== Document extract ==
Charging ahead

The internal combustion engine’s days are numbered. That’s partly because, as Matthew Symonds discovered, some of the new electric cars are great to drive

By Matthew Symonds

Six years ago, while announcing a $5 billion investment in zero-emission cars, Carlos Ghosn, chief executive of Renault-Nissan, forecast that by 2020 about 20% of his company’s output would be electric cars. At the time, Volkswagen described the vaunting ambitions for electric cars as “sheer lunacy”.

Renault-Nissan still has some way to go – out of 8.5m cars it sold in 2015, fewer than 100,000 were electric – but Ghosn was more right than the sceptics. Just over two years ago, vw announced that it had some 40 electric and hybrid cars in the pipeline; and since then, the growth of the electric-car market has accelerated.

Tesla, an American start-up, has rocked the German automotive establishment. Its Model S outsold the Mercedes S-Class and BMW 7 Series in its native California. Last year, in western Europe, it beat the combined sales of the BMW and the Audi 8, while breathing down the neck of the S-Class. It has shown that a superb battery-electric vehicle (BEV) can overcome the innate conservatism of car buyers.
===
#### [Tasks to complete]
A - Name every car model mentioned in the last paragraph of the electric car article.
B - Continue the electric car article, picking up after its final sentence.
The listing that comes next has nothing to do with the electric car article.
== Extracted information ==
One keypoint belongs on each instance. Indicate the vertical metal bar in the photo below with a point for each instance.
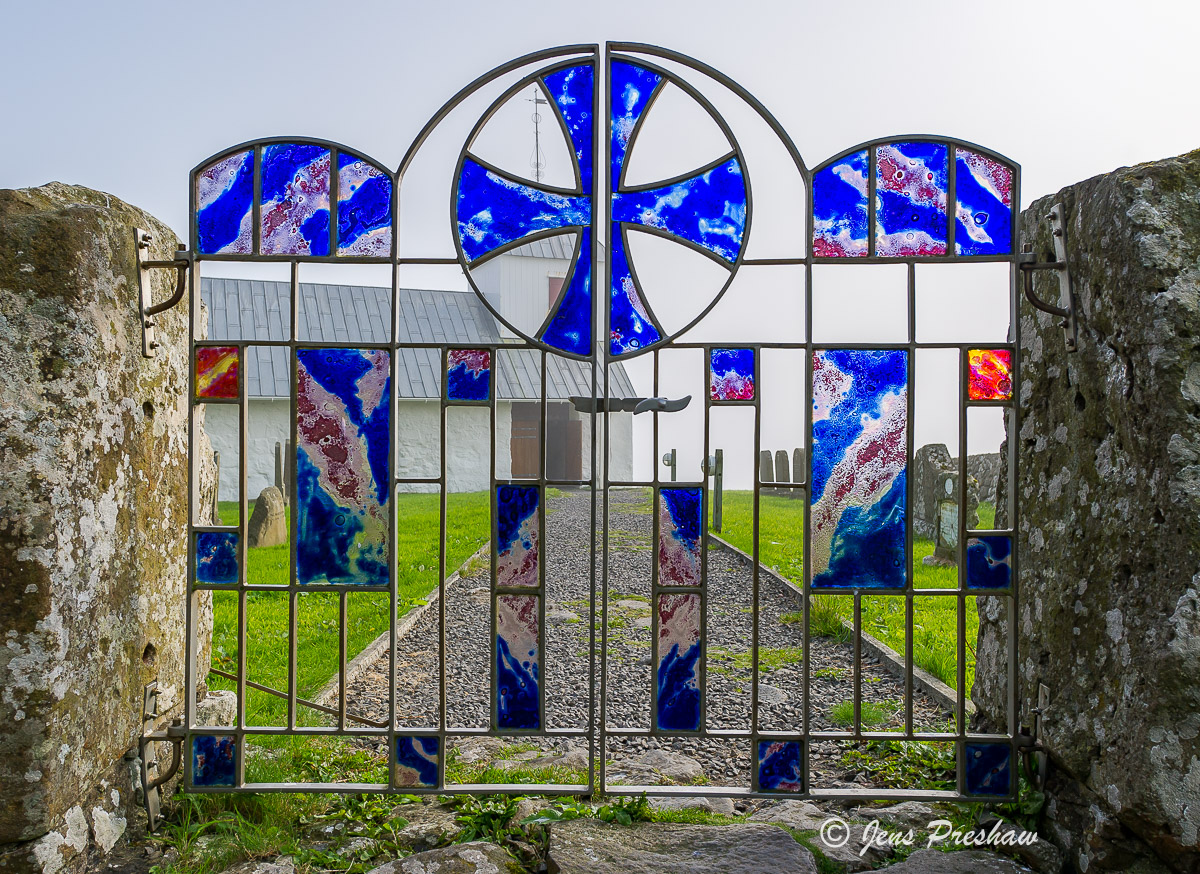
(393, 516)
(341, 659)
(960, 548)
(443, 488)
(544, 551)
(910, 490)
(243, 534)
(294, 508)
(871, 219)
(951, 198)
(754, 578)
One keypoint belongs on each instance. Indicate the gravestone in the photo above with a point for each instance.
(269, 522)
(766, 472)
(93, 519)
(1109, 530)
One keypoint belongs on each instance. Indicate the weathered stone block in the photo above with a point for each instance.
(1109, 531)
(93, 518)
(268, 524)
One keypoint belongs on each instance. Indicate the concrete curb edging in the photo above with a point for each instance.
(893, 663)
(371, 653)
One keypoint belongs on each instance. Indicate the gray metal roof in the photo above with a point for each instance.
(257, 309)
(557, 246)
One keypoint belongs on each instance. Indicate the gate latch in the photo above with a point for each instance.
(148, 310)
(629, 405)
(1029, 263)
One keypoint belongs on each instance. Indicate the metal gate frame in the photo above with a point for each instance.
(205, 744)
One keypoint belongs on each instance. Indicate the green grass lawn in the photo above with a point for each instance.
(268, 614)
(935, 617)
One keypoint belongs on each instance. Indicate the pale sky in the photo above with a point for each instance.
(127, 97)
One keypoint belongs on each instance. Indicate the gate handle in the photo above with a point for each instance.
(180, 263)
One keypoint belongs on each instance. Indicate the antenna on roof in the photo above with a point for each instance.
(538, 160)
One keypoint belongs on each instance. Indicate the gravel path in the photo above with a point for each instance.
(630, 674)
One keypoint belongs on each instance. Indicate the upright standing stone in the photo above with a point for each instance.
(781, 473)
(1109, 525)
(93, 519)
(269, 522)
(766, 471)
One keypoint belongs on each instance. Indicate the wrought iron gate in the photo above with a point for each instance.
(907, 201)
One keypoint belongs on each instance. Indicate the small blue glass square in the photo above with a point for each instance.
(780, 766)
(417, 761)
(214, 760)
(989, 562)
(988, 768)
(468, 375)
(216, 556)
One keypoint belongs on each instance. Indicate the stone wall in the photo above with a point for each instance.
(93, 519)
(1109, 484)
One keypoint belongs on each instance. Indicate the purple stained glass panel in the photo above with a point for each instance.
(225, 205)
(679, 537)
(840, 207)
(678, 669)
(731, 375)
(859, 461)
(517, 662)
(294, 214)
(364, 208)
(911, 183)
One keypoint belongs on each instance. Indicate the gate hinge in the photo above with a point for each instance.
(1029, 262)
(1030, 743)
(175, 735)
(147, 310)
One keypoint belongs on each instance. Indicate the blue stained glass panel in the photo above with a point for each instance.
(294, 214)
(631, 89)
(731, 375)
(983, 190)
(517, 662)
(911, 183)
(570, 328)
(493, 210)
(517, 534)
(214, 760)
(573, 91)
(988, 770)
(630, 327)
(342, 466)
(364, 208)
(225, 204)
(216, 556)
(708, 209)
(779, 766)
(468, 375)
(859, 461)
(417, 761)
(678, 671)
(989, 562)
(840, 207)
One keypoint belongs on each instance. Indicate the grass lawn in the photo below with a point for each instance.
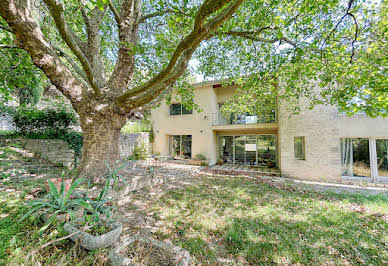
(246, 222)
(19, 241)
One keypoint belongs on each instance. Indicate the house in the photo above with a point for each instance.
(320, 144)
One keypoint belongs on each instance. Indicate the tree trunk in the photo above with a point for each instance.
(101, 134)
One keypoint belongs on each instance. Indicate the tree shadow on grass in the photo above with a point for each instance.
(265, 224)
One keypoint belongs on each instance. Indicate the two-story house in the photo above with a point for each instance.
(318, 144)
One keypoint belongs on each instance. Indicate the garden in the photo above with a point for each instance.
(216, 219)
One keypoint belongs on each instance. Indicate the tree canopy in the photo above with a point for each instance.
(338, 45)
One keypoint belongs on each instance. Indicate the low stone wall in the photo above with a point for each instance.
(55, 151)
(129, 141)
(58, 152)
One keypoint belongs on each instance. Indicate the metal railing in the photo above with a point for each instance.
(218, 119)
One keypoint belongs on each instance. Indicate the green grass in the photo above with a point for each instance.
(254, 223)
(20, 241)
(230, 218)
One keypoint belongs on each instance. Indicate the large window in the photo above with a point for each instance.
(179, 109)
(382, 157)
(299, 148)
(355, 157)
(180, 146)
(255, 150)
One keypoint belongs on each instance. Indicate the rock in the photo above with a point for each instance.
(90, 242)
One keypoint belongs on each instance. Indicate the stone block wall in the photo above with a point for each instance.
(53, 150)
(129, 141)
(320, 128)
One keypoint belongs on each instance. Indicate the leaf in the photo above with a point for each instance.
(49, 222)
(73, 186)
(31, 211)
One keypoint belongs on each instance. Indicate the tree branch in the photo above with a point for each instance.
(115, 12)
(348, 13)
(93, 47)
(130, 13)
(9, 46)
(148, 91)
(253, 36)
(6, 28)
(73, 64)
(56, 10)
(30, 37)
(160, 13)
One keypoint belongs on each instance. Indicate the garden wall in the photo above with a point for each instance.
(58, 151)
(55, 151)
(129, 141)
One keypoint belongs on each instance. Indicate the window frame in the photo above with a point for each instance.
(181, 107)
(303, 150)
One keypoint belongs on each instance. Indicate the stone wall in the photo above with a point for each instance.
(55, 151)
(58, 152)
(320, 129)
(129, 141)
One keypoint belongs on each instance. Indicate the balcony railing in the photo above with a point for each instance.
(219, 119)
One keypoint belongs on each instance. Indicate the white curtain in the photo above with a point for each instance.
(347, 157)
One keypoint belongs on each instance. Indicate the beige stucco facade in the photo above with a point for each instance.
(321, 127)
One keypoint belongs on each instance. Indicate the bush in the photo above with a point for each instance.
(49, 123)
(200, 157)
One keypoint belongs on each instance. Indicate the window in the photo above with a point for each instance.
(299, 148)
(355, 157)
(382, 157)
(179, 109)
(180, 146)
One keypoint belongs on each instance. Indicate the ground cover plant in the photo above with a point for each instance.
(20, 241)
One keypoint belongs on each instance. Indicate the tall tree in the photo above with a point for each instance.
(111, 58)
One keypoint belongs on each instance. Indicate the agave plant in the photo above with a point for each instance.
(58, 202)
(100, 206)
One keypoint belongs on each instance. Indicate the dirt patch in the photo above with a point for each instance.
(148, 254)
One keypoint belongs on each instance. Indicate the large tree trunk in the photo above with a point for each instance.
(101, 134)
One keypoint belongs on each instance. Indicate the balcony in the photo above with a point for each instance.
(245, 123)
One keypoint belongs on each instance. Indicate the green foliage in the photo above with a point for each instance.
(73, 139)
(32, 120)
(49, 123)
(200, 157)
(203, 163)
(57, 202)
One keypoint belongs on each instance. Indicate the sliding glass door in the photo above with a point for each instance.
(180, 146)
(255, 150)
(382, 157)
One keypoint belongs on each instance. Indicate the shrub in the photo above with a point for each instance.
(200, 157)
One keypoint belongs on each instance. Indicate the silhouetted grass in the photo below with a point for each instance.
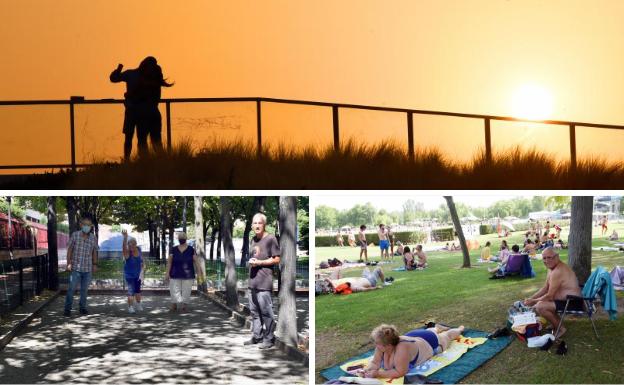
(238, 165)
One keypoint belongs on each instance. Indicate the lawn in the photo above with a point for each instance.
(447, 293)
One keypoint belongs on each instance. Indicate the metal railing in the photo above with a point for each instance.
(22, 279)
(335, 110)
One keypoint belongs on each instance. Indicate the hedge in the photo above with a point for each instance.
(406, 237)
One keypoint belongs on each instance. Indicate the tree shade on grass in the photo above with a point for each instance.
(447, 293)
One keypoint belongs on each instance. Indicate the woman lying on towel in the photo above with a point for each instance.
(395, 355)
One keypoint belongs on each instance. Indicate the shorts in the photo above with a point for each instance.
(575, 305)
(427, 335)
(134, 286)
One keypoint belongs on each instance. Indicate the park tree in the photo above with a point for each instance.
===
#### [Exercise results]
A - Model S, Mercedes S-Class, BMW 7 Series, Audi 8

B -
Pollution is giving BEVs a boost. vw appears to have been the worst offender in rigging its nitrogen oxide (NOx) emissions – its cars were spewing 40 times more in normal driving conditions than showed up in the tests – but the results for other makers’ diesel vehicles were alarmingly misleading too, and should concern prospective buyers.

The main reason to look seriously at BEVs is that the technology is maturing. Batteries are still expensive and heavy – the 85kWh battery-pack in a Tesla Model S weighs about 1,200lb and costs $16,000 – but the race to produce lighter and cheaper batteries with more power and range is on. The new Chevrolet Bolt, out later this year, has a range of 200 miles and a sticker price (after tax rebates) of less than $30,000. GM says its research suggests that once range exceeds 150 miles, buyers get a lot more interested. In the meantime, networks of fast chargers are reducing the need for electric-car owners to have off-street parking. Tesla currently has 251 supercharger stations in America and 216 in Europe. The network is growing by about 33% a year.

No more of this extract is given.